=== TEXT SHOWN ===
Start

Pasco County has asked for an assessment of acreage just north of Mile Stretch Drive in Holiday for possible use as a village of container homes for the homeless. Four parcels are part of the investigation including two already owned by Pasco County. The aerial shows U.S. 19 on the far left and Mile Stretch Drive at the bottom.

Residents packed a town hall meeting in the West Pasco Government Center this week to express concern that the county hasn’t done enough to address the growing homeless population.

Emotions ran high as they expressed frustration with the trash, the panhandling and the crime that they blamed homeless people for bringing to their communities.

The discussion mirrored one several weeks ago at a meeting of the Pasco County Commission and the city councils of Port Richey and New Port Richey. That session ended with agreement to explore building a village of shipping container-style homes in west Pasco, where about 80 percent of the county’s homeless population lives in camps in the woods and on vacant property.

End

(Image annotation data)
Start

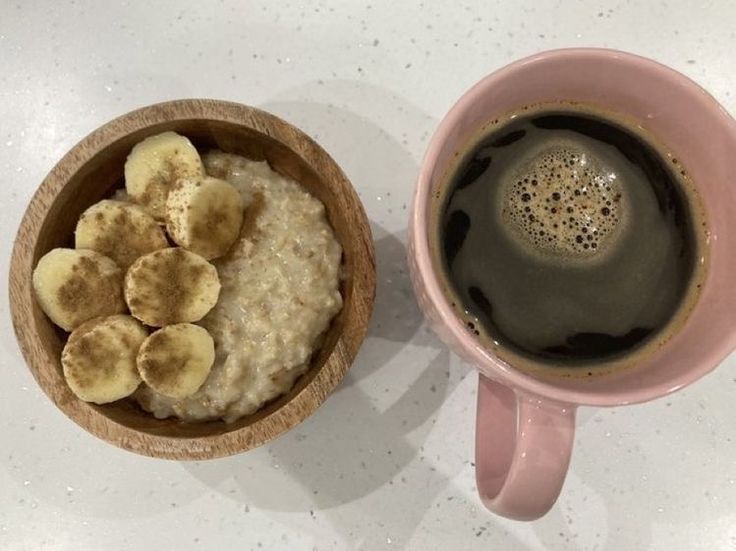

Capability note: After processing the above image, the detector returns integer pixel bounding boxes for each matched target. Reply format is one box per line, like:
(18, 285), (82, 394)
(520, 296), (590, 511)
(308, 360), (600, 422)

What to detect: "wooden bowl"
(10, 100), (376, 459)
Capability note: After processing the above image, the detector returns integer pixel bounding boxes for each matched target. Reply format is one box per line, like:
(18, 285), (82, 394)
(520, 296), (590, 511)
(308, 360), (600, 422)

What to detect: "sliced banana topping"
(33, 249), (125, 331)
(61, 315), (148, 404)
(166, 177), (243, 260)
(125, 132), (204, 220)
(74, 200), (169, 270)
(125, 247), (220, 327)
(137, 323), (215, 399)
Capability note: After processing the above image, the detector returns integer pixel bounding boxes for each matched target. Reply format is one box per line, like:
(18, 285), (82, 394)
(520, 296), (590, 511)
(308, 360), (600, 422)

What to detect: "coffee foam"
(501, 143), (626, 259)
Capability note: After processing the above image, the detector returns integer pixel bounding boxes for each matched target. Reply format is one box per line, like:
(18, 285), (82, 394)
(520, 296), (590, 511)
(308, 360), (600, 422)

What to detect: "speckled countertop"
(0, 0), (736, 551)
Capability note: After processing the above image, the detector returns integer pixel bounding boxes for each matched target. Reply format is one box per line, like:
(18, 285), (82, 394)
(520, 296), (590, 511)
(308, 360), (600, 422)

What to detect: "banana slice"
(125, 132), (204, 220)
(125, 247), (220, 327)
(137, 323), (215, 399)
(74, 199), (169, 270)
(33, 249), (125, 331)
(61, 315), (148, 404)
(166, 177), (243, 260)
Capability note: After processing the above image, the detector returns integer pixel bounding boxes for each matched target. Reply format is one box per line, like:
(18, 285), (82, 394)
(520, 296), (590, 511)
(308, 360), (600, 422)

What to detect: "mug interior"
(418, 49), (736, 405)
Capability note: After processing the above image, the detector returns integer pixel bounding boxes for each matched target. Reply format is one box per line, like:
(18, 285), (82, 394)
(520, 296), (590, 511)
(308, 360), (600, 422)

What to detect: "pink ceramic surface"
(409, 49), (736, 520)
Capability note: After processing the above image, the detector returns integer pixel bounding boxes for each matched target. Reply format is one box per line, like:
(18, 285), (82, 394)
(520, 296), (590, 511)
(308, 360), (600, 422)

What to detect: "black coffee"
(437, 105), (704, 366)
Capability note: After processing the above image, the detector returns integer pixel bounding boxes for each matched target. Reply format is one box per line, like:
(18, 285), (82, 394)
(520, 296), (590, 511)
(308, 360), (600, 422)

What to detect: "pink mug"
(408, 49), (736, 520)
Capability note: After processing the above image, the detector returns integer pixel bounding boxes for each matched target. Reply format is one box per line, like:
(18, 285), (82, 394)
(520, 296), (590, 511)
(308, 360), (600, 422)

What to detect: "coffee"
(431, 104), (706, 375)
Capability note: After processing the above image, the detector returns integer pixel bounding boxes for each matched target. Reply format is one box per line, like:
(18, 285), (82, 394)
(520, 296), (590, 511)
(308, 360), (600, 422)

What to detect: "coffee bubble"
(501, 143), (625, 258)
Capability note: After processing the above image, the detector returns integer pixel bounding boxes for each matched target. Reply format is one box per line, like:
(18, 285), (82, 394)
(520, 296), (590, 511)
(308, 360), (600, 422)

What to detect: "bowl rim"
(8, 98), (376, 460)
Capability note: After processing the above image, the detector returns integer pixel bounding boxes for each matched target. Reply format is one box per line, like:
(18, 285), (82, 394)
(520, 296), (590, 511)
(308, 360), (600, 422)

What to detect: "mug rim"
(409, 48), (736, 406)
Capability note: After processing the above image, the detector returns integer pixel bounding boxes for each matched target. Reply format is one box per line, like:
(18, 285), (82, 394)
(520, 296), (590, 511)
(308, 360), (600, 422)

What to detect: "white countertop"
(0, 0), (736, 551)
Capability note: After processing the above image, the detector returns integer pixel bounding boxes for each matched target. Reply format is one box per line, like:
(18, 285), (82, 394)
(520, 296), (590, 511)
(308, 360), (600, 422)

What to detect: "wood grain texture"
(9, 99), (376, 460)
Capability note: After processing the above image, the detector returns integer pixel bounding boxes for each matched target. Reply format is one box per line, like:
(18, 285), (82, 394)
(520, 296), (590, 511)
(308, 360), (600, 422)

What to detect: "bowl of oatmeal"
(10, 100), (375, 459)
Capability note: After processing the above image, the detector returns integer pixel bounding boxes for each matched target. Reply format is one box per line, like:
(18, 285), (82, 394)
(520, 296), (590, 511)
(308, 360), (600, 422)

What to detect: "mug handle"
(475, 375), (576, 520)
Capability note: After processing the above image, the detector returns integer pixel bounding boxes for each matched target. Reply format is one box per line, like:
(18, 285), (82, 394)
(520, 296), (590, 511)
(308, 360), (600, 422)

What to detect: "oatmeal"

End

=== TO BE DONE ===
(1) Render the following sentence from the text on homelessness in Pasco County into Spanish: "Residents packed a town hall meeting in the West Pasco Government Center this week to express concern that the county hasn’t done enough to address the growing homeless population."
(2) Transcribe the passage of the text on homelessness in Pasco County between "Residents packed a" and "growing homeless population.", inclusive.

=== SOLUTION LIST ===
(1) Los residentes llenaron una reunión pública en el West Pasco Government Center esta semana para expresar su preocupación de que el condado no haya hecho lo suficiente para atender a la creciente población sin hogar.

(2)
Residents packed a town hall meeting in the West Pasco Government Center this week to express concern that the county hasn’t done enough to address the growing homeless population.